What to work on:
Can you give the lines of the records below as a numbered list, starting at the line that contains "Request = tag one keypoint per instance of the tile" and ending at the end of the records, with both ends included? Leave out any blank lines and the pictures.
### Provided records ###
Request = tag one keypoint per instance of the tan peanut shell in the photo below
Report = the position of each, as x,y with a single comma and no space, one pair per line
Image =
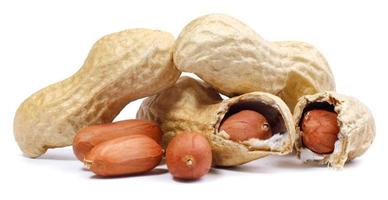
356,124
235,60
121,67
192,105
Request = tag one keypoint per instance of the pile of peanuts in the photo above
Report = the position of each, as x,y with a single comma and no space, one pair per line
280,99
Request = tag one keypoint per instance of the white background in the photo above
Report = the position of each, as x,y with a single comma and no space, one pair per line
42,42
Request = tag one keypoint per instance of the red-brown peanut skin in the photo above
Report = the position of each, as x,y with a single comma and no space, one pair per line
320,131
126,155
189,156
245,125
91,136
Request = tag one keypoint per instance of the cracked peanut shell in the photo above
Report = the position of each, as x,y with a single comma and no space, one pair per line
356,128
192,105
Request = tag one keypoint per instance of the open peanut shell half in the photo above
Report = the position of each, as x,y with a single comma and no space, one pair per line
192,105
356,128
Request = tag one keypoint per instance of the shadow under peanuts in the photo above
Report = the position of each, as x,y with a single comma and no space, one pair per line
271,164
55,156
154,172
211,176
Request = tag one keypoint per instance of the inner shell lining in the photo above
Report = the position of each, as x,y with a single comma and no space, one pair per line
272,115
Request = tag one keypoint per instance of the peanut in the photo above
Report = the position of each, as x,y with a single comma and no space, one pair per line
245,125
189,156
319,131
356,129
121,67
191,105
235,60
91,136
124,156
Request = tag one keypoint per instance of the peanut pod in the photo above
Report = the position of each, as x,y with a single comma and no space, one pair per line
235,60
356,128
191,105
121,67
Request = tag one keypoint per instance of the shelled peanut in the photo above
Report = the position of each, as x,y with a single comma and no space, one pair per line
193,106
189,156
120,68
91,136
125,155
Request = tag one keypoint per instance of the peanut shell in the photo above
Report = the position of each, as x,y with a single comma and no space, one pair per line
192,105
356,124
120,68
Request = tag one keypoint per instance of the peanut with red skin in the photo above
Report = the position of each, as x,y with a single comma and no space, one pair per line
320,131
245,125
126,155
188,156
89,137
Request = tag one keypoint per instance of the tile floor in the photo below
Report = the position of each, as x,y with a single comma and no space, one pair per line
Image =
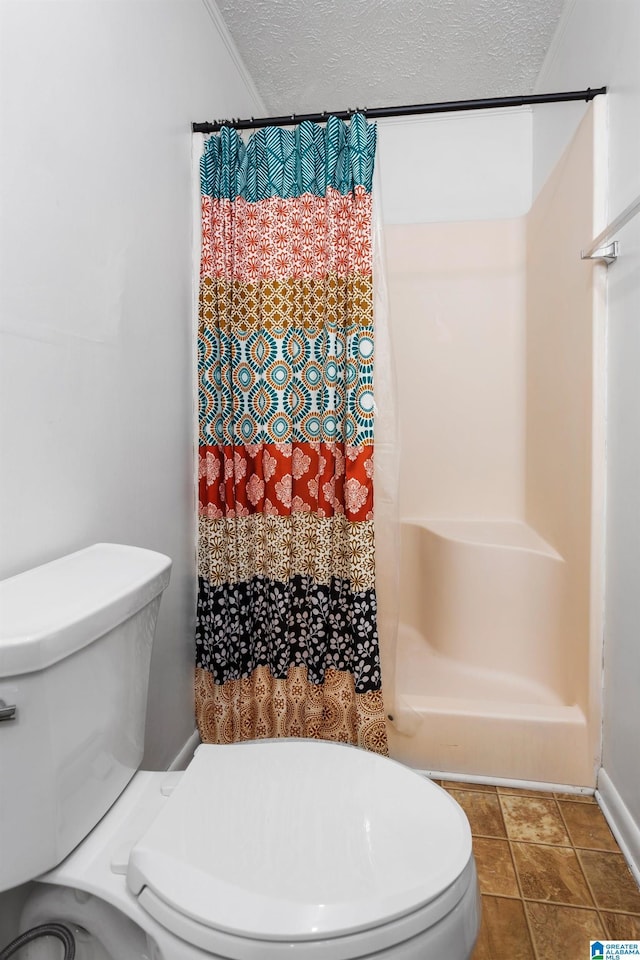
###
Answer to the exercise:
1. Request = tag one keypoint per instance of the tile floor in the photo below
2. Report = the position of each, as x,y with a single comma and no space, one pair per line
3. Image =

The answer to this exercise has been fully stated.